* **Text segment**:

# Pronunciation: 那 (nei4 / na4)



## Leandro

Hello eveyrbody, i'm learning chinese and i've got some doubts, i saw that th character 那 can have to sounds "nei" or "na", is there any difference in their use or it doesnt matter which one you say?

谢谢！


----------



## Yang

Leandro said:
			
		

> Hello eveyrbody, i'm learning chinese and i've got some doubts, i saw that th character 那 can have to sounds "nei" or "na", is there any difference in their use or it doesnt matter which one you say?
> 
> 谢谢！


Here are my two cens, others may add more:

There are four tones for Chinese characters:
- flat tone
ˊraised tone
ˇ...curved(?) tone, going down and raising up very uqickly. Hard to explain. The best way is listening to the pronunciation.
ˋstress tone, going down.

那 is pronounced as /naˋ/ used to mean 'that', for example, 那個 means 'that (thing)'. 
#example:
那個東西不好.(That thing is not good.)
那本書很棒.(That book is great.)

'那...', '那個...' can also mean 'well...'
#example:
那個...我再想想.(Well, I will think about it.)

哪/naˇ/ means 'where'.
#example:
你要去哪?(Where are you going?)
你在哪?(Where are you?)

哪個 means 'which one?'
#example:
您要哪個?(Which one do you want?)
您喜歡哪個?(Which one do you prefer?)

那 and 哪 are different words and have different meanings.
However, recent years, people use 那 instead of 哪.
It's incorrect, but no one will say that's wrong these days.


----------



## MingRaymond

The pronunciaton 'nei4' is also correct


----------



## Yang

MingRaymond said:
			
		

> The pronunciaton 'nei4' is also correct


 
It surely is correct. 
If you say /neiˇ/, that is also correct.
Using which intonation will depond on the situation.

/neiˋ/ makes me associating with Bei-jing dialect, though actually /neiˋ/ is commonly spoken everywhere, including Taiwan, and is graceful to my ears.


----------



## Leandro

Thanks a lot Yang, you've helped me a lot 
Thanks MingRaymond!!!


----------



## Salpicamas

Hi every one! I'm a Spanish learning Chinese.
I've found very interesting this thread but have a question:
In the text book I use appears nar3 = 'where' and nar4 = 'there' (written on Spanish).
Is that the same that those both are you talking about?

Other question:
I use NJstar communicator as IME for writing but this additional r can not be set. nar3 => 哪 + (similar to 九 but without the horizontal strike).
Could you suggest me an other IME?
Is Windows XP IME good? Do you know how to install it or know any internet site in which I could read the instructions to do so?

* **Short task 1**:
In the pronunciation thread, rewrite the passage between "那 is pronounced" and "你在哪?(Where are you?)", inclusive, replacing "book" with "film".
* **Short task 2**:
In the pronunciation thread, which dialect does Yang say the pronunciation /neiˋ/ brings to mind?

* **Provided data**:
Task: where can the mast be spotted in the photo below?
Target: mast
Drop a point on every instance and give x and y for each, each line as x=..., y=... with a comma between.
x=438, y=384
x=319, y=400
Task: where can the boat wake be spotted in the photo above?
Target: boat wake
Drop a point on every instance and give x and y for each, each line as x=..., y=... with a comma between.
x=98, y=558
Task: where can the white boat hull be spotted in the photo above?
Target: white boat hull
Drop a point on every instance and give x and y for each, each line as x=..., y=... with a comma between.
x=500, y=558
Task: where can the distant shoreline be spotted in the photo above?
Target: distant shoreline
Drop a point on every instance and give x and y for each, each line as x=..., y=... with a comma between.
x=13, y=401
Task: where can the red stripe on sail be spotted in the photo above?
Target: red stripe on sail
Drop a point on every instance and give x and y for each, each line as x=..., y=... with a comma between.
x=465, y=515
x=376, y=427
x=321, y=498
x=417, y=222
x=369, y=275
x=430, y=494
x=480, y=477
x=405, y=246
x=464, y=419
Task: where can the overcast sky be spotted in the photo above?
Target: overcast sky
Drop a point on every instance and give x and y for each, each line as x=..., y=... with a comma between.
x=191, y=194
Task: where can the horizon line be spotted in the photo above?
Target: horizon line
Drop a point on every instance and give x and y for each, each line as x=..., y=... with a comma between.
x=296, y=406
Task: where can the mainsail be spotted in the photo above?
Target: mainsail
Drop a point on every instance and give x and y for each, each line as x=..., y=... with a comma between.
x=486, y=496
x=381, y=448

==

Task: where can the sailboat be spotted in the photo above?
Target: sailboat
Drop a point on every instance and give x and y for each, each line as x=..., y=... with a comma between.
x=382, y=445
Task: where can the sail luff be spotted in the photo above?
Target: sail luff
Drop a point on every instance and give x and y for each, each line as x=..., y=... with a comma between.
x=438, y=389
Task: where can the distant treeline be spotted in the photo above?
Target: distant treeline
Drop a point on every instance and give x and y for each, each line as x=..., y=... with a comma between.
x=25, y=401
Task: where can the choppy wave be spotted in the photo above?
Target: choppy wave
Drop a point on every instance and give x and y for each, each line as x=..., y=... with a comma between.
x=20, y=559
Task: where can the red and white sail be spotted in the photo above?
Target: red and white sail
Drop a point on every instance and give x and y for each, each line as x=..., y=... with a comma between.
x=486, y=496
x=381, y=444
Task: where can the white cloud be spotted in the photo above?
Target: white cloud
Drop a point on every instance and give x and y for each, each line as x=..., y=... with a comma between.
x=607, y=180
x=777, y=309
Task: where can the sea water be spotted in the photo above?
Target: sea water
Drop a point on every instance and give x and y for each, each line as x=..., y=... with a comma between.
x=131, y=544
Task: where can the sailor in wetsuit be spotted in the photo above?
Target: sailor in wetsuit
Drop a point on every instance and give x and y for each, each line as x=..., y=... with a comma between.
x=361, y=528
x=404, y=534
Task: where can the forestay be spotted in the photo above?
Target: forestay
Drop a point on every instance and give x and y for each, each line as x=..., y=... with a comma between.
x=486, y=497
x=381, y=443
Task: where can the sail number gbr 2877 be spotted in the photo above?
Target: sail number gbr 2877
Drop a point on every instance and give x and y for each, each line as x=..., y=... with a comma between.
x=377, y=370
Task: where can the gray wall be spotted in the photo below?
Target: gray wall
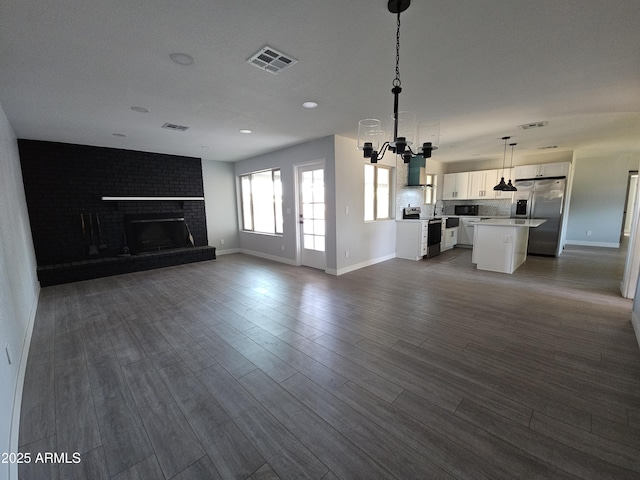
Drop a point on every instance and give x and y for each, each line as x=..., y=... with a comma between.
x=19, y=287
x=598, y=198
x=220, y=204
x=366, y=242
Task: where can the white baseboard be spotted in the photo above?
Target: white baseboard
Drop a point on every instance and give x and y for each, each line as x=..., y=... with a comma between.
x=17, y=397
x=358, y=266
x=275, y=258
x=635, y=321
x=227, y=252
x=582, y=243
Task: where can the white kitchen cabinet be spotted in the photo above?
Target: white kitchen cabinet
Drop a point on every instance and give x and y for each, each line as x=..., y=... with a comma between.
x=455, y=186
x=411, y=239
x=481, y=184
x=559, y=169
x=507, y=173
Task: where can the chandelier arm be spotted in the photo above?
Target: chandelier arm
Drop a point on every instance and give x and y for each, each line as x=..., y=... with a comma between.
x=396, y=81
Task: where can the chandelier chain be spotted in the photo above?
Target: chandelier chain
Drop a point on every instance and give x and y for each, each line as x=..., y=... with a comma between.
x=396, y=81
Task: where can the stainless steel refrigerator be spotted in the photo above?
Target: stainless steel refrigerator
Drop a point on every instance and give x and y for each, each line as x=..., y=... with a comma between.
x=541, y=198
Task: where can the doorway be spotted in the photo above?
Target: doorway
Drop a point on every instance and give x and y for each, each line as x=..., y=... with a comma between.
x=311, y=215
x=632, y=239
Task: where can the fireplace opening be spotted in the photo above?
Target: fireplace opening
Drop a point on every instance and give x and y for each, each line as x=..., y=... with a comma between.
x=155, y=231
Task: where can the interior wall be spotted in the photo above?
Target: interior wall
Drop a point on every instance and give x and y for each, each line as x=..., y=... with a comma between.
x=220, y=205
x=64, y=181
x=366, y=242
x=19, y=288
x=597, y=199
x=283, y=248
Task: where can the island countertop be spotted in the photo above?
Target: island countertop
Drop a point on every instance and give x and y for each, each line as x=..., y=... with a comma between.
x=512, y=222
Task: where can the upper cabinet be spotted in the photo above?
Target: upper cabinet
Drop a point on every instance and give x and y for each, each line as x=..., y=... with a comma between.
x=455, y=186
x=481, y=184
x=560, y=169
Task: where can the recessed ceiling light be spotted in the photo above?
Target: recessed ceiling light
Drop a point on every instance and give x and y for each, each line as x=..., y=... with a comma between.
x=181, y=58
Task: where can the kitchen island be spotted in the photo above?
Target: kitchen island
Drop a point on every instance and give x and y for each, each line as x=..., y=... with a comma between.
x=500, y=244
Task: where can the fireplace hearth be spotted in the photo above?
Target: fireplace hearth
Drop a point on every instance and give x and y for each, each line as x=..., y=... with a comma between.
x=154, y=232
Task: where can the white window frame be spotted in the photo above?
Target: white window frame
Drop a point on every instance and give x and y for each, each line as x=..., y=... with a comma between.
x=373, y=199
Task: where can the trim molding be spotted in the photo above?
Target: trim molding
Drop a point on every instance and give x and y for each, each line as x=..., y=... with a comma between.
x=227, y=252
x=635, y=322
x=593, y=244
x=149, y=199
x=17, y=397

...

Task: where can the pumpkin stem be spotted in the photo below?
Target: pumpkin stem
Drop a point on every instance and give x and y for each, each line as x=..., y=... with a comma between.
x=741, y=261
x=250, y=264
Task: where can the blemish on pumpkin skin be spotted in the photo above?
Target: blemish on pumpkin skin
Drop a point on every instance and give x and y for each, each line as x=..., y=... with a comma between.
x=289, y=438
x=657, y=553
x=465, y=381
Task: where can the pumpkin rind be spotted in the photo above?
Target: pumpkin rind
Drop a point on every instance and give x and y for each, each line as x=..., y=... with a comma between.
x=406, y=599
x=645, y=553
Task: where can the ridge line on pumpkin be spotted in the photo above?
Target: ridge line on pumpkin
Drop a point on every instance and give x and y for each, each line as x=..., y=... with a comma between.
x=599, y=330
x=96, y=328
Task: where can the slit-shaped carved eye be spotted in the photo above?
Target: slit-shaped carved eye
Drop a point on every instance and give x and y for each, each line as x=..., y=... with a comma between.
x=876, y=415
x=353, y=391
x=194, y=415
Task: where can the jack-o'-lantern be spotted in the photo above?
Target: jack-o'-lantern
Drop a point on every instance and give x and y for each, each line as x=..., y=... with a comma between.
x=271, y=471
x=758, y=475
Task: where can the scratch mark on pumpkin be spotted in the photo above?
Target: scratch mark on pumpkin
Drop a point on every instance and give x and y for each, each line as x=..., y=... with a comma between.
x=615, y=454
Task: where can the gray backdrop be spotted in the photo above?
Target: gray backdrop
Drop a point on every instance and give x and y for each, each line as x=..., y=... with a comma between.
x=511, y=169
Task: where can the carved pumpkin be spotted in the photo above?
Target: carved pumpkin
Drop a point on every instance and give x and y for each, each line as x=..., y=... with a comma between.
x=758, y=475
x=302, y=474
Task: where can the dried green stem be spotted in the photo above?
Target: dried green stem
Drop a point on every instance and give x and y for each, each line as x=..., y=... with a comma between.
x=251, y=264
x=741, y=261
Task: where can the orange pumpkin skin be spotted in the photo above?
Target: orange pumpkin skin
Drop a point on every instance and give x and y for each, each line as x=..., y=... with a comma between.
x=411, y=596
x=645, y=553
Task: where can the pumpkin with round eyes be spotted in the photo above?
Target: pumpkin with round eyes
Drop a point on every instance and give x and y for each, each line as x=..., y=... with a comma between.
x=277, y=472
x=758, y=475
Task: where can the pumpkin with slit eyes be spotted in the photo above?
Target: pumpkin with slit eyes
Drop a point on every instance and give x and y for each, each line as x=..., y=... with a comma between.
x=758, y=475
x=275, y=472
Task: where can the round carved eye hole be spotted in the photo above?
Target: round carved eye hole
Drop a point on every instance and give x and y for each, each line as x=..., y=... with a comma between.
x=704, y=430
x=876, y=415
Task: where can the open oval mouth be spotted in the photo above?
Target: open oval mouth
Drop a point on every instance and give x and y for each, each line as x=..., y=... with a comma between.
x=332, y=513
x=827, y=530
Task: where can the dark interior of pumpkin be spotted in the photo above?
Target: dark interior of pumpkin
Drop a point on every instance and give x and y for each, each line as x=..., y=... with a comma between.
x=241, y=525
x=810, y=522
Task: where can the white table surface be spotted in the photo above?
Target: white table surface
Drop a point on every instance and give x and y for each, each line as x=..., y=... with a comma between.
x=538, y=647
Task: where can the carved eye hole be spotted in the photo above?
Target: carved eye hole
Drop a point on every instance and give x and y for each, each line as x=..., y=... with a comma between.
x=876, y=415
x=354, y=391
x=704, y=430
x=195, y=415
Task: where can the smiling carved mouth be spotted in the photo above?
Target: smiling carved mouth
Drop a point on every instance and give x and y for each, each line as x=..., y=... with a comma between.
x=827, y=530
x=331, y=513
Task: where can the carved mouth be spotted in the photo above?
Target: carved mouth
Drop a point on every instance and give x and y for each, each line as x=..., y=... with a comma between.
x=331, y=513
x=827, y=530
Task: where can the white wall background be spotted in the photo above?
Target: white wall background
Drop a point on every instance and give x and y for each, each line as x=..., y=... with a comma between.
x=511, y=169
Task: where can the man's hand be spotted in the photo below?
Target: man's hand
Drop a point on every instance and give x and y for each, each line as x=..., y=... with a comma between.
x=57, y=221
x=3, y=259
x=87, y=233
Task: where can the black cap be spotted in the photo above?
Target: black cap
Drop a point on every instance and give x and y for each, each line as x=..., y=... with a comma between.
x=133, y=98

* **Exercise output 1**:
那 is pronounced as /naˋ/ used to mean 'that', for example, 那個 means 'that (thing)'. 
#example:
那個東西不好.(That thing is not good.)
那本書很棒.(That film is great.)

'那...', '那個...' can also mean 'well...'
#example:
那個...我再想想.(Well, I will think about it.)

哪/naˇ/ means 'where'.
#example:
你要去哪?(Where are you going?)
你在哪?(Where are you?)

* **Exercise output 2**:
The Beijing dialect.